Problem: Reproduce word for word the part of the blog post below that begins at the words "Apart from data" and stops after the words "hear about it.".

Passage for review:
-- Opening Marker --
Wednesday, October 8, 2008

No, this is IT!

Really, I mean it. ;)

Apart from data persistency, the main features are in place, the performance is much better, and the source code is posted. Share and enjoy.

If anyone has luck creating a kick ass controller or environment, I'd love to hear about it.

1 comment:

Aurimasmb said...

Hey, I've just watched your presentation at Grey Thumb Silicon Valley, and also heard a recording of yours, through the podcast, and, though I have little experience in programming, artificial life, or biology, your projects have sparked my interest. I have recently done a superficial search of other simulations, but your concept of controllers was the most interesting. It seems that most of the other simulations out there concentrate on simulating one particular scale or environment of life. The more computational approach, where organisms evolve their own behavior and traits from the most fundamentally simple parts seems more appealing. I like the idea of I/O pins, and I agree with you that all functions executed by a controller should be conditionals. In this way, each controller is a small processor, and uses its own internal composition as a computational medium, through branching statements. For example, an external stimulus could cause a change in one element of the phenotype of the controller, and another conditional could then react to the internal stimulus of the state of that element, causing a chain reaction, almost like what I would imagine a simple processor to be. Life fundamentally is a processor of inputs, producing outputs.
-- Closing Marker --
Data supplied:
-- Opening Marker --
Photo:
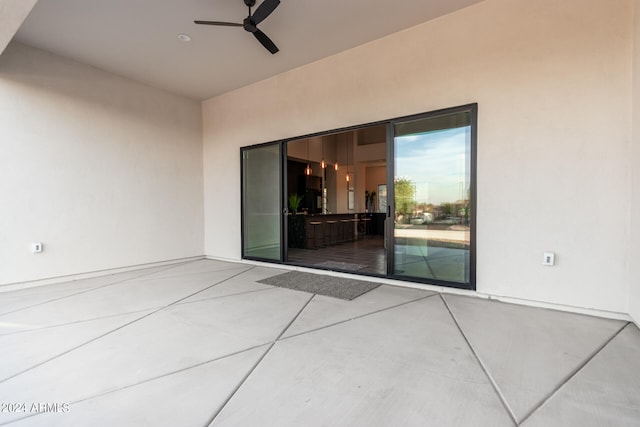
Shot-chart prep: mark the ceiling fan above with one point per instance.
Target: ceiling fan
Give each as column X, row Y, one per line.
column 251, row 22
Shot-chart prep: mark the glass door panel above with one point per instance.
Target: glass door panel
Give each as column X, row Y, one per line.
column 433, row 191
column 261, row 178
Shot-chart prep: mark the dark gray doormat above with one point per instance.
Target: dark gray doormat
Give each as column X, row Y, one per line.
column 336, row 287
column 341, row 265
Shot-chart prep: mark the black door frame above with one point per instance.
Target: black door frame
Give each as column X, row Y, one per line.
column 389, row 237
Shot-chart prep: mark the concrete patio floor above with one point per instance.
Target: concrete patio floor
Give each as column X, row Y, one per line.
column 202, row 343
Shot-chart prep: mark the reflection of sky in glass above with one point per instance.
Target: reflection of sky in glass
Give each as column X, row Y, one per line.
column 436, row 162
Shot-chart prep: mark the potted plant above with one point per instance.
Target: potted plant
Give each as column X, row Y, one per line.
column 295, row 223
column 294, row 203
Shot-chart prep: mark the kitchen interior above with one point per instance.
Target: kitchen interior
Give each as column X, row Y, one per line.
column 336, row 198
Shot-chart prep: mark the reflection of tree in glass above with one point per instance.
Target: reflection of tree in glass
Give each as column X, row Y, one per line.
column 405, row 194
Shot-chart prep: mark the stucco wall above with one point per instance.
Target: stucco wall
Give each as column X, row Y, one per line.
column 553, row 84
column 104, row 171
column 12, row 14
column 634, row 159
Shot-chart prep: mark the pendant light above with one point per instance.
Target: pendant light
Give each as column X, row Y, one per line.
column 307, row 170
column 323, row 164
column 348, row 177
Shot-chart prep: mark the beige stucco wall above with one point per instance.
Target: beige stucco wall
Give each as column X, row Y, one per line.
column 552, row 80
column 12, row 14
column 104, row 171
column 634, row 159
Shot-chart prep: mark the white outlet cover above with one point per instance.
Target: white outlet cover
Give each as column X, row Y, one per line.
column 549, row 259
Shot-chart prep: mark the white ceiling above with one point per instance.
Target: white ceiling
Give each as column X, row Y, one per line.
column 138, row 39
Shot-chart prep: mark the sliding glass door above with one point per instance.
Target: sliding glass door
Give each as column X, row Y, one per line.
column 420, row 175
column 433, row 192
column 262, row 203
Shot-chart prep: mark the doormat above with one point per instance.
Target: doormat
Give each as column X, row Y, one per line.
column 340, row 265
column 335, row 287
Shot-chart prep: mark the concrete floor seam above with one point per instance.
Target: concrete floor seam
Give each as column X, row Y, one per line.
column 359, row 317
column 255, row 366
column 115, row 330
column 90, row 290
column 572, row 374
column 484, row 368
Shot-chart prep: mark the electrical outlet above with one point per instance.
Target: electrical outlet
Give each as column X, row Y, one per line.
column 549, row 259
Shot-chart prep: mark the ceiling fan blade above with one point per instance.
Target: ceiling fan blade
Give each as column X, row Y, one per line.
column 266, row 42
column 224, row 24
column 264, row 10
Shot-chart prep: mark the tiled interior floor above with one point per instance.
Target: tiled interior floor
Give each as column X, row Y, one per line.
column 367, row 253
column 202, row 343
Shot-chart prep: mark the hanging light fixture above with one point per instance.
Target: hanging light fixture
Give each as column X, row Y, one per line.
column 307, row 170
column 348, row 176
column 323, row 164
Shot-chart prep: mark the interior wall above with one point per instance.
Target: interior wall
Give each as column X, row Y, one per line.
column 634, row 280
column 553, row 84
column 104, row 171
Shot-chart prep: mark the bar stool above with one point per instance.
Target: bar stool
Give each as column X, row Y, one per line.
column 367, row 222
column 316, row 227
column 355, row 225
column 332, row 232
column 346, row 226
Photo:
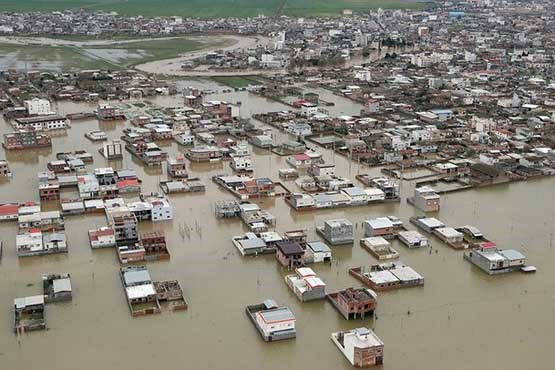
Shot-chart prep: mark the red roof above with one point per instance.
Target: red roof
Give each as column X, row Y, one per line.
column 301, row 157
column 128, row 182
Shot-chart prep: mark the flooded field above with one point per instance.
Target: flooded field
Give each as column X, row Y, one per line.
column 460, row 316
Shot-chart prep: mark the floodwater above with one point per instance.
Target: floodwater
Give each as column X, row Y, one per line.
column 461, row 319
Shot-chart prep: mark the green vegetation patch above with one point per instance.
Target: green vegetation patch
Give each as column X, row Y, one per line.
column 112, row 56
column 212, row 8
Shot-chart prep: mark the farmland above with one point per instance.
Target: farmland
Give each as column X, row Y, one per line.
column 113, row 56
column 212, row 8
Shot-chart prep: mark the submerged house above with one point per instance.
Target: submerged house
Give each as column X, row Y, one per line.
column 354, row 303
column 306, row 285
column 272, row 321
column 139, row 290
column 495, row 261
column 361, row 346
column 290, row 254
column 29, row 314
column 57, row 287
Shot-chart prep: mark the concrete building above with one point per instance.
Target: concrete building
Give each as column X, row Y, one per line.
column 306, row 285
column 272, row 321
column 361, row 346
column 37, row 107
column 426, row 199
column 495, row 261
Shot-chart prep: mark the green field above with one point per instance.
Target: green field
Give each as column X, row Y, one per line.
column 210, row 8
column 236, row 81
column 113, row 56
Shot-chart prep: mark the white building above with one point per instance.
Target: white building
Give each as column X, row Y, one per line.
column 38, row 107
column 161, row 209
column 361, row 346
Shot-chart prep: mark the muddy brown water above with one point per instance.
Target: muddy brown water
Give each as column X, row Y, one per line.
column 461, row 319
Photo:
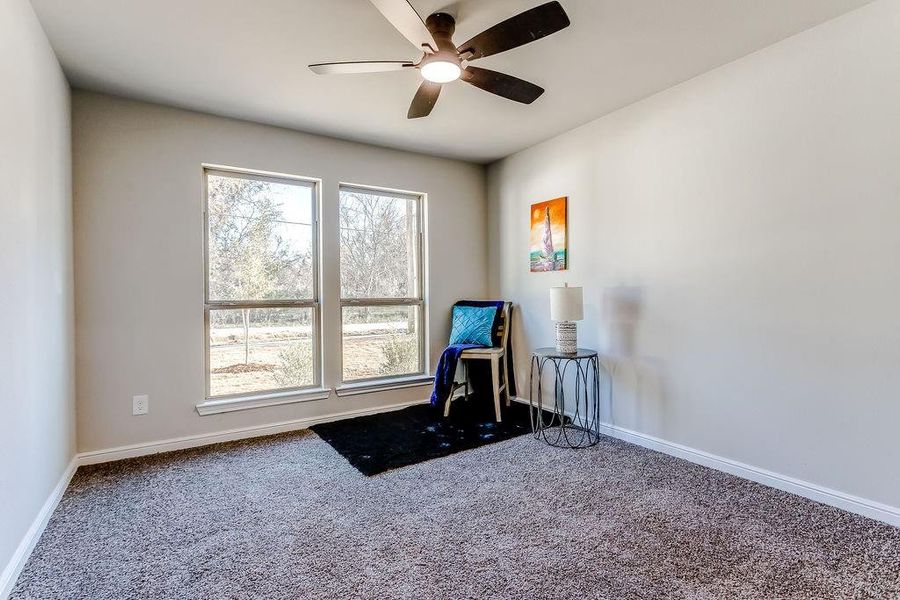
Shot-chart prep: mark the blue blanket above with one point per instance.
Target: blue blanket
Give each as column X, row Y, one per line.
column 446, row 370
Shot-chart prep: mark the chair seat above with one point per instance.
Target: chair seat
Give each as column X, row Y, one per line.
column 481, row 352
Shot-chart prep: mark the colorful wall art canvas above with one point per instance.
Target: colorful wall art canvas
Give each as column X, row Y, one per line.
column 549, row 236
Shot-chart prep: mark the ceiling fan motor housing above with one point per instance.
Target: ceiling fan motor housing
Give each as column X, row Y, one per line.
column 442, row 26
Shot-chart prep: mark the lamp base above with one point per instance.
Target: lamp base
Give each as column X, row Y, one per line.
column 567, row 337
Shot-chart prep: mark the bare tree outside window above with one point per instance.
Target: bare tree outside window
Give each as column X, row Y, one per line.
column 261, row 296
column 381, row 291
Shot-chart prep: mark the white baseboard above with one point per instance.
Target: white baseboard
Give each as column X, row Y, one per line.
column 29, row 541
column 230, row 435
column 848, row 502
column 855, row 504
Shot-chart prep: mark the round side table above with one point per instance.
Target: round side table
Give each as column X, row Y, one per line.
column 580, row 427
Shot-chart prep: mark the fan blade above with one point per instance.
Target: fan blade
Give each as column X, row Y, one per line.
column 406, row 20
column 502, row 84
column 525, row 27
column 364, row 66
column 424, row 100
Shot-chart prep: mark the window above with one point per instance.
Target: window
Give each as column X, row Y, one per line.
column 262, row 301
column 382, row 302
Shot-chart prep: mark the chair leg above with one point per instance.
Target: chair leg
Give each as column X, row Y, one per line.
column 506, row 380
column 495, row 380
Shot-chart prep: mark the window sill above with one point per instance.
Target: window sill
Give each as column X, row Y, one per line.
column 382, row 385
column 223, row 405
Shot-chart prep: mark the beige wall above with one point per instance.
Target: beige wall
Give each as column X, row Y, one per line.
column 138, row 257
column 751, row 216
column 37, row 420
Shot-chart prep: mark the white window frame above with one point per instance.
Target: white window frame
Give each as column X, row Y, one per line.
column 314, row 391
column 351, row 386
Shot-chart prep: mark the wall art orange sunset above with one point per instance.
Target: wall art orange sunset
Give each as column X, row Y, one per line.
column 549, row 235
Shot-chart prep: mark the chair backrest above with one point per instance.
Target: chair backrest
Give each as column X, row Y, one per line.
column 505, row 323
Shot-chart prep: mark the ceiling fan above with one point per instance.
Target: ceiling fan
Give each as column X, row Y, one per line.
column 443, row 61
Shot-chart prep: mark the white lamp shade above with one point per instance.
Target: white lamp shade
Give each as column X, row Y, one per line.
column 566, row 304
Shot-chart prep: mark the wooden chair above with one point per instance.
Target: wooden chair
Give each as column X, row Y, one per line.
column 499, row 359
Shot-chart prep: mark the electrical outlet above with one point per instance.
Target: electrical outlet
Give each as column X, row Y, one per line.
column 140, row 405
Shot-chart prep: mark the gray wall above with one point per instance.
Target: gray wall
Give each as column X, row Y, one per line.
column 37, row 422
column 737, row 240
column 138, row 257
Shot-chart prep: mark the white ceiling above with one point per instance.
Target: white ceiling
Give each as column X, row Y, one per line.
column 247, row 59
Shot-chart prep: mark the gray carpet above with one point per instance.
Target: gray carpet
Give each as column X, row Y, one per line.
column 287, row 517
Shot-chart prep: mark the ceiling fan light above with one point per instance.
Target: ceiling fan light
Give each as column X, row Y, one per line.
column 441, row 71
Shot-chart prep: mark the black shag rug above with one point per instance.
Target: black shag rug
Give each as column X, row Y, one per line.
column 377, row 443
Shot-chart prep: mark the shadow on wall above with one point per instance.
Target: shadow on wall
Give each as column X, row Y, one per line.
column 637, row 398
column 621, row 313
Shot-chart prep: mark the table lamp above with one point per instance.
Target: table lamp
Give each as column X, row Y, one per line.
column 566, row 307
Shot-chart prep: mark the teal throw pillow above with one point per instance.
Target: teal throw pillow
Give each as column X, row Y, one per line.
column 473, row 325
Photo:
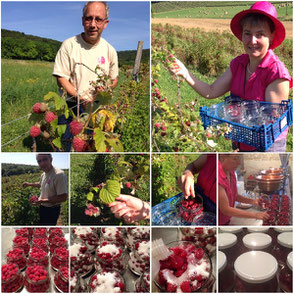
-- Closing Marker --
Exercise output:
Apart from data persistency, the main features are in place, the performance is much better, and the source code is posted. Share and enjoy.

If anyone has luck creating a kick ass controller or environment, I'd love to hear about it.